(Dataset records)
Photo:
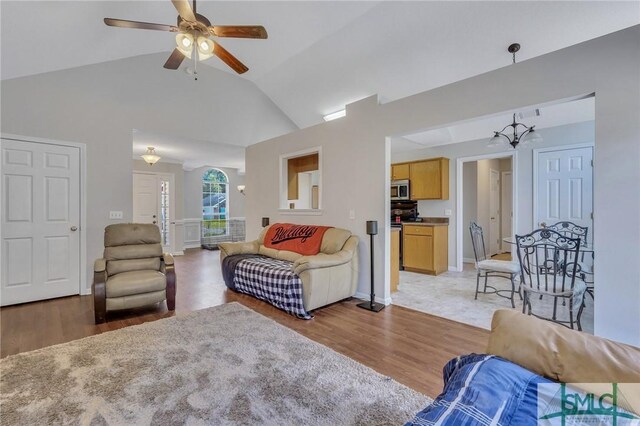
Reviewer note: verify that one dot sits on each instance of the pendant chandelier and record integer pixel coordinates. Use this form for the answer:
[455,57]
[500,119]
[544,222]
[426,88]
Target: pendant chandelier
[500,139]
[528,134]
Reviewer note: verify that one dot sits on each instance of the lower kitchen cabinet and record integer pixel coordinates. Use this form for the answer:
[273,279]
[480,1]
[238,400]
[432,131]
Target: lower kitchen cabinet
[425,248]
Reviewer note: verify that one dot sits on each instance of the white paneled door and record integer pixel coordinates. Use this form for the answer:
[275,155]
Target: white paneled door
[40,221]
[153,203]
[494,212]
[565,187]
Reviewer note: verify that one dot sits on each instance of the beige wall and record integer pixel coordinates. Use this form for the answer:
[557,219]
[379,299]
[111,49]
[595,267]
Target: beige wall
[178,192]
[356,156]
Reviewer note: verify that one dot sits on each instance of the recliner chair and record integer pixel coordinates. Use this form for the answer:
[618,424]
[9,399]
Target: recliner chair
[133,272]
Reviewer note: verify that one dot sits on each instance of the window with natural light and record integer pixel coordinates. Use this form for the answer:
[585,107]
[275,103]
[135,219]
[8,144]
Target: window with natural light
[215,196]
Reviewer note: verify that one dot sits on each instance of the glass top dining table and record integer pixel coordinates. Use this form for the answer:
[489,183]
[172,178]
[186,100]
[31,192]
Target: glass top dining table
[585,248]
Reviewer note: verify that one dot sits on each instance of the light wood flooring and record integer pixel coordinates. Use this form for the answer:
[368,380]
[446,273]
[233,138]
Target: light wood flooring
[407,345]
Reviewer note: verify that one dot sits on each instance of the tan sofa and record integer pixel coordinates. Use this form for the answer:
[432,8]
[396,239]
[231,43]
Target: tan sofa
[327,277]
[588,362]
[133,272]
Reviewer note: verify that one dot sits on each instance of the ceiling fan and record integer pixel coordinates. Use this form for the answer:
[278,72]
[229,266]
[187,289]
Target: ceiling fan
[194,36]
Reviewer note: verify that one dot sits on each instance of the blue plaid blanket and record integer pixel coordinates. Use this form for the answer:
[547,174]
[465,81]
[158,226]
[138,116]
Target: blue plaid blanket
[489,390]
[273,281]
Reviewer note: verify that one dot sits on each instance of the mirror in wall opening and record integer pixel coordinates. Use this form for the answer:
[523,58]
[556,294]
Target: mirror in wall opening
[215,193]
[300,180]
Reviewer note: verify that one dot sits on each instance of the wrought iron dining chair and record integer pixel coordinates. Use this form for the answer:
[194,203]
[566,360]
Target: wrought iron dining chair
[572,230]
[488,268]
[549,267]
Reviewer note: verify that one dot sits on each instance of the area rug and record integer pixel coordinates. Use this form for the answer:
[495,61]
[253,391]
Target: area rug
[223,365]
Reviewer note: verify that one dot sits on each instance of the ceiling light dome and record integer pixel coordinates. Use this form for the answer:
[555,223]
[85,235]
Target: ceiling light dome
[150,157]
[205,48]
[184,43]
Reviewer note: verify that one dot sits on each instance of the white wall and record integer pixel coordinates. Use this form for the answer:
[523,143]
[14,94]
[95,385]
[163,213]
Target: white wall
[555,136]
[99,105]
[356,158]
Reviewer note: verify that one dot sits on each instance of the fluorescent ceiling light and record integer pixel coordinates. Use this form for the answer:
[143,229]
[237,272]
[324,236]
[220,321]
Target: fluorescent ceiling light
[334,115]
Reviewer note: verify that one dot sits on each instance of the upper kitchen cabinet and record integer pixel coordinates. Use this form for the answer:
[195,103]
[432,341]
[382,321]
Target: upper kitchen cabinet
[400,171]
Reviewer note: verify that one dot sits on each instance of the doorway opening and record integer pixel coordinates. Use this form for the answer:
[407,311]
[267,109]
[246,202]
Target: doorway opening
[153,202]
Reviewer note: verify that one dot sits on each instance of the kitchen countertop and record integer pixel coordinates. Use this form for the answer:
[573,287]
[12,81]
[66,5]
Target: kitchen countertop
[425,223]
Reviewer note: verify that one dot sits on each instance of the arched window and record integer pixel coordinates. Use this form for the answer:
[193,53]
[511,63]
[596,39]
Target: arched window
[215,196]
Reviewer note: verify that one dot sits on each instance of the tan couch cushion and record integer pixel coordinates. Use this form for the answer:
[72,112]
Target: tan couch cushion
[564,355]
[119,266]
[121,234]
[332,242]
[135,282]
[133,251]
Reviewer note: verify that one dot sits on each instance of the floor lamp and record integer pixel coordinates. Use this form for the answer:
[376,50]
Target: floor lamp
[372,229]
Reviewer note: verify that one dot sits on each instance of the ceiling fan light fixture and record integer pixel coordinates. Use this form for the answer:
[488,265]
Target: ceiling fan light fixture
[205,48]
[184,43]
[150,157]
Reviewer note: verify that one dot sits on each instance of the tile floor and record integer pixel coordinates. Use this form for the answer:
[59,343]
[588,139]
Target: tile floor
[451,295]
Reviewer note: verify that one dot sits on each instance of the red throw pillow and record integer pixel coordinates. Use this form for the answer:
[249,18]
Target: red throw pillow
[302,239]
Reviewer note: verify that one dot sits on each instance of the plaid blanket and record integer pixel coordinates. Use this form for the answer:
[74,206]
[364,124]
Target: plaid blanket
[273,281]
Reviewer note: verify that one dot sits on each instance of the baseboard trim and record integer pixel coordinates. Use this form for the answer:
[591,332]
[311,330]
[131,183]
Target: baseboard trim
[367,296]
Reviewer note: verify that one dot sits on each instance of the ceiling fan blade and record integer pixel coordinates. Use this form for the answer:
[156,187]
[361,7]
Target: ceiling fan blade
[174,60]
[229,59]
[239,31]
[123,23]
[184,10]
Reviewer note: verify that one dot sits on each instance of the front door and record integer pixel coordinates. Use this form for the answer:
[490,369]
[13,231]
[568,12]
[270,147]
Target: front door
[494,212]
[565,187]
[153,203]
[40,231]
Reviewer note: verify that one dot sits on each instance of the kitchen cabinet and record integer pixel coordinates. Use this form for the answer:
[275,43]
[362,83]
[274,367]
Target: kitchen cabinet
[395,259]
[400,171]
[425,248]
[429,179]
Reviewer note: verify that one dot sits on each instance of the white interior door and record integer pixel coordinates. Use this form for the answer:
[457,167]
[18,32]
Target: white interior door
[494,212]
[153,203]
[565,187]
[506,210]
[145,198]
[40,221]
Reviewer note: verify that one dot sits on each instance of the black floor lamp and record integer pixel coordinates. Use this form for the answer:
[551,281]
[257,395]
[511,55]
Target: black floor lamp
[372,229]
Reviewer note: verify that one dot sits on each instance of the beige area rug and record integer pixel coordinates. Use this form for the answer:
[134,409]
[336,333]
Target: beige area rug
[451,295]
[224,365]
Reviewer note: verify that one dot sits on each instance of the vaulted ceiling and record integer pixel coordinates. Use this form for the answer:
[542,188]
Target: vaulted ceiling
[320,55]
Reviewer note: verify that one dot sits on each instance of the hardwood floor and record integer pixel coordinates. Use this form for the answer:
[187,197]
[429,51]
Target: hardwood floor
[409,346]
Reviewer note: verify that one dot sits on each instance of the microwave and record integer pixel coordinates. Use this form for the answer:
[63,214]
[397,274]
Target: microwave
[400,190]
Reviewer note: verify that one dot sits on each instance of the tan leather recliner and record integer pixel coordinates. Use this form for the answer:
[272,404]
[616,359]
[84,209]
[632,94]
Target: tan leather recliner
[133,272]
[327,277]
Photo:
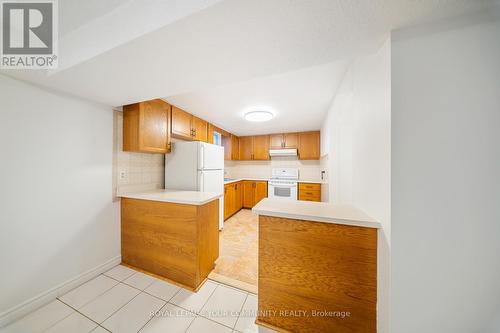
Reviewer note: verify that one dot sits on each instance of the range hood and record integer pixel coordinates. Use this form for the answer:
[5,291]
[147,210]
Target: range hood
[283,152]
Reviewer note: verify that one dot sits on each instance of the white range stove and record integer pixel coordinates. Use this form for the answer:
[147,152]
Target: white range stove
[283,183]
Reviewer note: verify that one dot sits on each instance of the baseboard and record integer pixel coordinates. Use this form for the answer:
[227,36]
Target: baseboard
[45,297]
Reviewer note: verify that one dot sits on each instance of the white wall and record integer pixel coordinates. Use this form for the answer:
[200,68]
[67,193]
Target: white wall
[446,177]
[308,170]
[57,219]
[358,125]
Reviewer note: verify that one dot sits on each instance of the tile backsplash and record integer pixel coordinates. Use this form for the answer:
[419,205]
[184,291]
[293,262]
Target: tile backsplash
[308,170]
[134,171]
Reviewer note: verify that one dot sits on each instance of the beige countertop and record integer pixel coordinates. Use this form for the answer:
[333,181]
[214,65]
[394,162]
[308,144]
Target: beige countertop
[314,211]
[234,180]
[174,196]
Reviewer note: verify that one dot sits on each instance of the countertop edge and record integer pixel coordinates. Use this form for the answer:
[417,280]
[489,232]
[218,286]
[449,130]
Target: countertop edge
[151,197]
[268,179]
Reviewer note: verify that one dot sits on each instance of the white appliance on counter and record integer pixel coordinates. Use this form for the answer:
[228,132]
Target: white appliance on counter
[196,166]
[283,183]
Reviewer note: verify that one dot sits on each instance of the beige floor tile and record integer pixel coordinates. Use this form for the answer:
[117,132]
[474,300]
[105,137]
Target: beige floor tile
[224,305]
[238,257]
[194,301]
[74,323]
[202,325]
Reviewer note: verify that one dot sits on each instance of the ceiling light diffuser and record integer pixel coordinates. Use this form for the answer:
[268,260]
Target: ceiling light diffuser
[259,116]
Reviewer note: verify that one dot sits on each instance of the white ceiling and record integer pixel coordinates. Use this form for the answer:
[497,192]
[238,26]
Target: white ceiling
[120,52]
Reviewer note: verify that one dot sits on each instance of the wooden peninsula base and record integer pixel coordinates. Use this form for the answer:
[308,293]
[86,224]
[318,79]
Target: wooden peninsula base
[179,242]
[316,276]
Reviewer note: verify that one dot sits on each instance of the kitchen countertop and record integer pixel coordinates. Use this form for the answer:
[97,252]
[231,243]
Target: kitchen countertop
[314,211]
[234,180]
[174,196]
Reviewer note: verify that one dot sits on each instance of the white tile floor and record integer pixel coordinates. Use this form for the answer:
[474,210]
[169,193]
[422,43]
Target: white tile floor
[123,300]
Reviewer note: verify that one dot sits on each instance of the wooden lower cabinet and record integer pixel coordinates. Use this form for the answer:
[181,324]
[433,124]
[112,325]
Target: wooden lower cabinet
[253,192]
[309,191]
[323,274]
[178,242]
[233,199]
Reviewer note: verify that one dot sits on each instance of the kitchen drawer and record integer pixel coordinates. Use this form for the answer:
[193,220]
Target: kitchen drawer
[310,186]
[309,192]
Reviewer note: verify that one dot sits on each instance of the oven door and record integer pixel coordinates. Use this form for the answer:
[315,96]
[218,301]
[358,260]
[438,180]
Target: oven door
[282,191]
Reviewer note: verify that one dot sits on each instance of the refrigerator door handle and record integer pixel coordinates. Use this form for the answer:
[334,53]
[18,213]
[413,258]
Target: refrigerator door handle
[201,157]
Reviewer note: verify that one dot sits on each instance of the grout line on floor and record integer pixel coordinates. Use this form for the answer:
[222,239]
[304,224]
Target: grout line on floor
[76,310]
[241,309]
[119,308]
[56,321]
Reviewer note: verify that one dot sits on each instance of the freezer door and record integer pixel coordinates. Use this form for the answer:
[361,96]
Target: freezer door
[210,157]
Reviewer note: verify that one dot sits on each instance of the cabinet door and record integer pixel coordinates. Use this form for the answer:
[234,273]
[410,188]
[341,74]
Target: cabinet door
[260,191]
[245,148]
[309,145]
[238,198]
[235,148]
[181,124]
[290,140]
[199,129]
[276,141]
[145,127]
[261,147]
[248,194]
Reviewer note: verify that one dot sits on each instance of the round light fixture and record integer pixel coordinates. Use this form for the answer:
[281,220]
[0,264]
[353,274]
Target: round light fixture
[259,116]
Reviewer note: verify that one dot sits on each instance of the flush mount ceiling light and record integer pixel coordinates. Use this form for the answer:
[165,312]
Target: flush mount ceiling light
[258,116]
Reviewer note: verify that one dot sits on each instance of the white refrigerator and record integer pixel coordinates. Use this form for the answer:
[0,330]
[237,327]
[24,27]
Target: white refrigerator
[196,166]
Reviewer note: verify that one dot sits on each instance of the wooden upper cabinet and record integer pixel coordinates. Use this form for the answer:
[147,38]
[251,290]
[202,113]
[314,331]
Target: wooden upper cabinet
[291,140]
[246,148]
[260,147]
[199,128]
[181,124]
[276,141]
[309,145]
[235,148]
[146,127]
[285,140]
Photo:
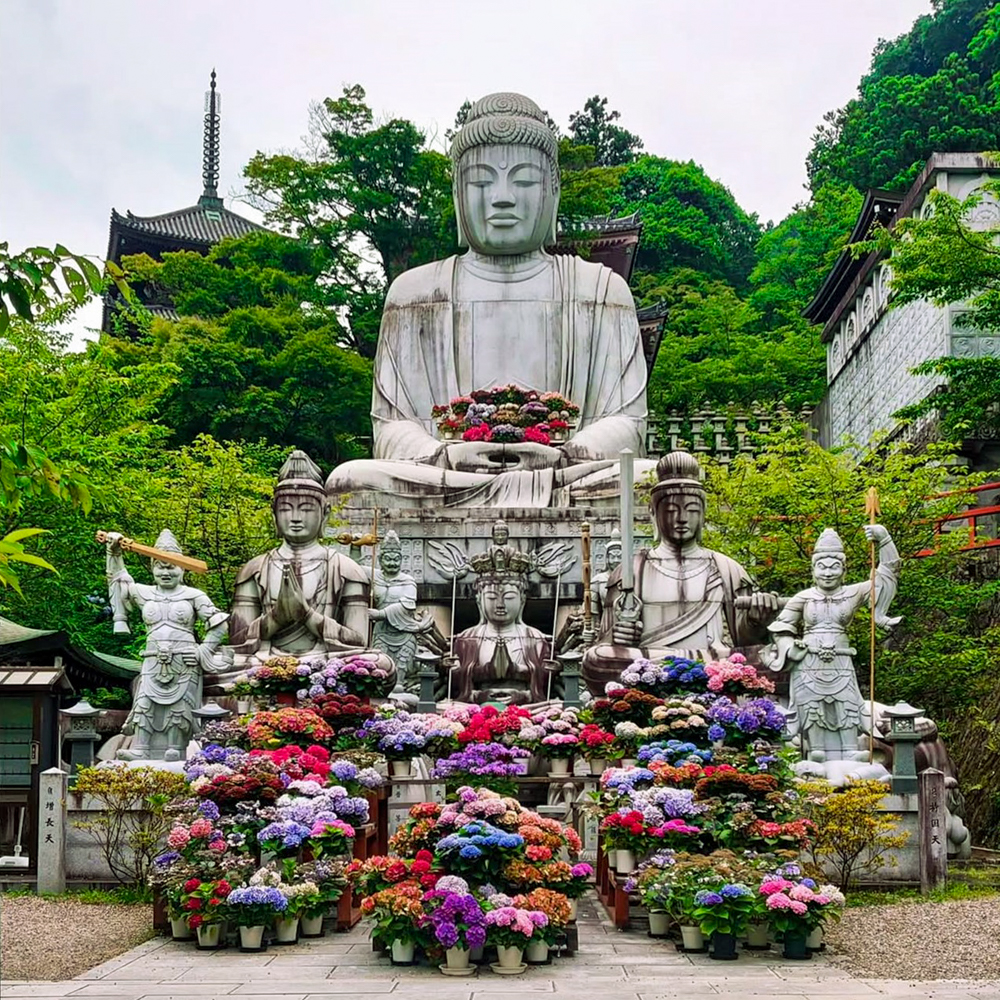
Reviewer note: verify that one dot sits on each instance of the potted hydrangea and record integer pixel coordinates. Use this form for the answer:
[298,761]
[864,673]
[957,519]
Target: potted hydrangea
[253,908]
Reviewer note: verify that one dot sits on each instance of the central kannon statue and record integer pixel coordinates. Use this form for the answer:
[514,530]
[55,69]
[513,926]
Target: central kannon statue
[504,312]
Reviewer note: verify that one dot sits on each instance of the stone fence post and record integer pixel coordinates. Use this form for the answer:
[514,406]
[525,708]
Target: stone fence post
[51,858]
[933,826]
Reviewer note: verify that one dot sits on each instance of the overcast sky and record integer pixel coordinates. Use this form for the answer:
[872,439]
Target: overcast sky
[101,101]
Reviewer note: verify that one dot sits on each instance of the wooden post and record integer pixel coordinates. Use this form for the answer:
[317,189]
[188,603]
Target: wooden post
[932,820]
[51,857]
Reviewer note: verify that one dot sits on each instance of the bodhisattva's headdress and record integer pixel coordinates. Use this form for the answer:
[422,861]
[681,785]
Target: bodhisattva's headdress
[829,546]
[506,119]
[300,475]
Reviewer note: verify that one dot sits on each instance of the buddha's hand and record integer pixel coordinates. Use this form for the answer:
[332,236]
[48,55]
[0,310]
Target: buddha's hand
[481,456]
[762,606]
[626,633]
[876,534]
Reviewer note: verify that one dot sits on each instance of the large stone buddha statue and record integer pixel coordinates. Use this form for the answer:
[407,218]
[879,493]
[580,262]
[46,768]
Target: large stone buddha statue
[504,312]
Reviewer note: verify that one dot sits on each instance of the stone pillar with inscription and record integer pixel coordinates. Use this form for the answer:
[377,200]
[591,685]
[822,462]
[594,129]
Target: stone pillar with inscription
[933,827]
[51,857]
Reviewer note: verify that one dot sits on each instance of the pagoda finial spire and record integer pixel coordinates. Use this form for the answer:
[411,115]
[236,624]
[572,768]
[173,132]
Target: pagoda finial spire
[210,155]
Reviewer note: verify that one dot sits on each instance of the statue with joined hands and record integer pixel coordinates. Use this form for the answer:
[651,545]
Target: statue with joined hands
[504,312]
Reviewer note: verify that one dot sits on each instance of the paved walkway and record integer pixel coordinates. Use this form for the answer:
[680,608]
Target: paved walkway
[609,966]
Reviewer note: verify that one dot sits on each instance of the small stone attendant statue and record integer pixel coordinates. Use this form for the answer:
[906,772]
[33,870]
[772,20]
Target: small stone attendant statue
[501,658]
[810,640]
[302,598]
[397,624]
[170,684]
[688,597]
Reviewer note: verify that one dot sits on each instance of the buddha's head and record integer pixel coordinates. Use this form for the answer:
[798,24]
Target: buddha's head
[167,575]
[501,598]
[505,176]
[300,503]
[679,499]
[829,561]
[390,554]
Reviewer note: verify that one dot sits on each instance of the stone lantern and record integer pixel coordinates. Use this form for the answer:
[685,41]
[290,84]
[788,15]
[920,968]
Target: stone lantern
[904,737]
[83,735]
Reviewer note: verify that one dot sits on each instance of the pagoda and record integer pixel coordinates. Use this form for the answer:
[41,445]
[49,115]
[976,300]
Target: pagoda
[197,228]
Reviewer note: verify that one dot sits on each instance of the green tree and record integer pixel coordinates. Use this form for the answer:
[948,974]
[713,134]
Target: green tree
[370,198]
[934,89]
[595,126]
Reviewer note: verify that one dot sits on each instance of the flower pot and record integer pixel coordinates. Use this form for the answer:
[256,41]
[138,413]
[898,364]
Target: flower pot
[251,937]
[509,957]
[723,947]
[537,953]
[795,947]
[208,935]
[757,937]
[691,938]
[457,958]
[179,929]
[401,768]
[402,952]
[286,930]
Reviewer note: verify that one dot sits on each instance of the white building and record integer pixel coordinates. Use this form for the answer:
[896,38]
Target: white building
[870,350]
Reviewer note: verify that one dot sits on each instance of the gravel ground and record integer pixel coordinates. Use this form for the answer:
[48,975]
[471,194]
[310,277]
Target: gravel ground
[56,939]
[915,940]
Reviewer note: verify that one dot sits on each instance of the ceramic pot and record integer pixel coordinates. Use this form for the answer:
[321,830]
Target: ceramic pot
[457,958]
[251,937]
[509,957]
[691,938]
[537,953]
[402,952]
[795,948]
[723,948]
[179,929]
[286,931]
[208,935]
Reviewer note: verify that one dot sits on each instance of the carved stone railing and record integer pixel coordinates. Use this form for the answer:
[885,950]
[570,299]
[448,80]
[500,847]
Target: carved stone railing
[721,433]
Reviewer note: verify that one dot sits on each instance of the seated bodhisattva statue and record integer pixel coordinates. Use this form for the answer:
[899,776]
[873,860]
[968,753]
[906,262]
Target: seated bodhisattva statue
[506,312]
[688,600]
[301,598]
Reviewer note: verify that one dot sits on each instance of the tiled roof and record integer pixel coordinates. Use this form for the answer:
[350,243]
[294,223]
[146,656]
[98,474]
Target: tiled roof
[197,224]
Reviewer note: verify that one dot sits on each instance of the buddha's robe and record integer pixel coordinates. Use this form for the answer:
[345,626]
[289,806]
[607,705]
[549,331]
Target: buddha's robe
[547,323]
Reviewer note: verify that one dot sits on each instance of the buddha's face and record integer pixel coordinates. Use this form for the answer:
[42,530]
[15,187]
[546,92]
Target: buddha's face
[390,560]
[166,575]
[505,198]
[679,517]
[828,572]
[299,518]
[502,602]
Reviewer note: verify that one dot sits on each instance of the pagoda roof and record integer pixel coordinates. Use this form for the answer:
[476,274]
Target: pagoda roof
[199,224]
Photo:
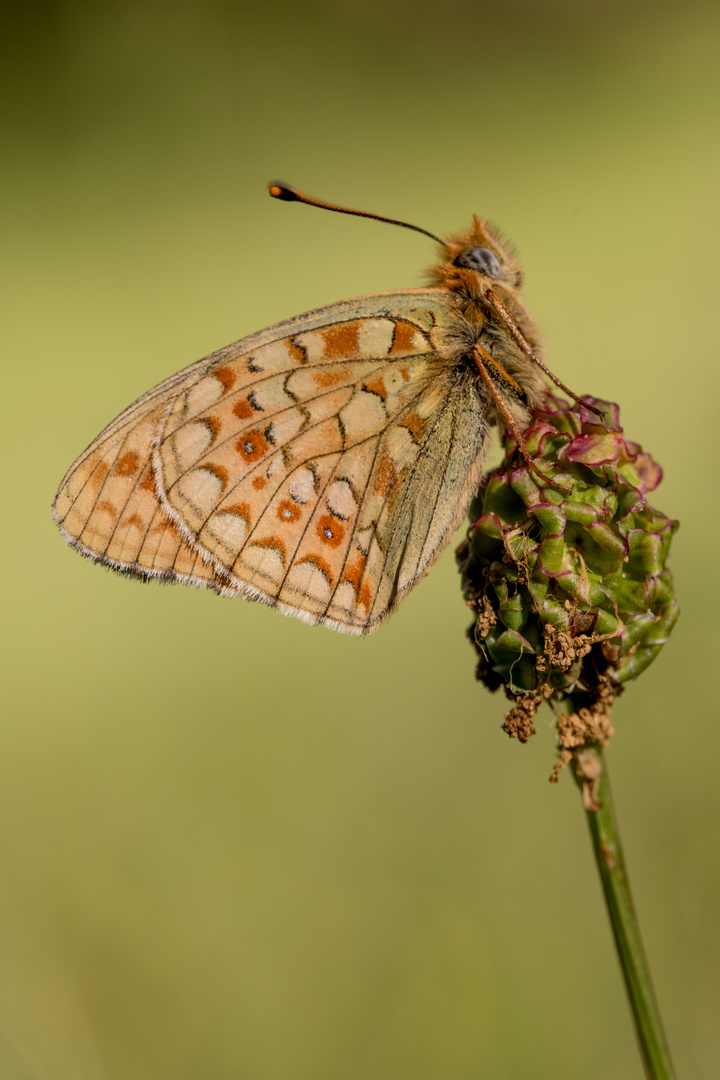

• WRITTEN EXERCISE
Find every line in the lines above that contains the word "attendant" and copy each one.

• TASK RESULT
Reviewer note: verify that one dot sits on each instance of the small stone attendant statue and record integer pixel coordinates. Use this form for the answer:
Target: small stone attendant statue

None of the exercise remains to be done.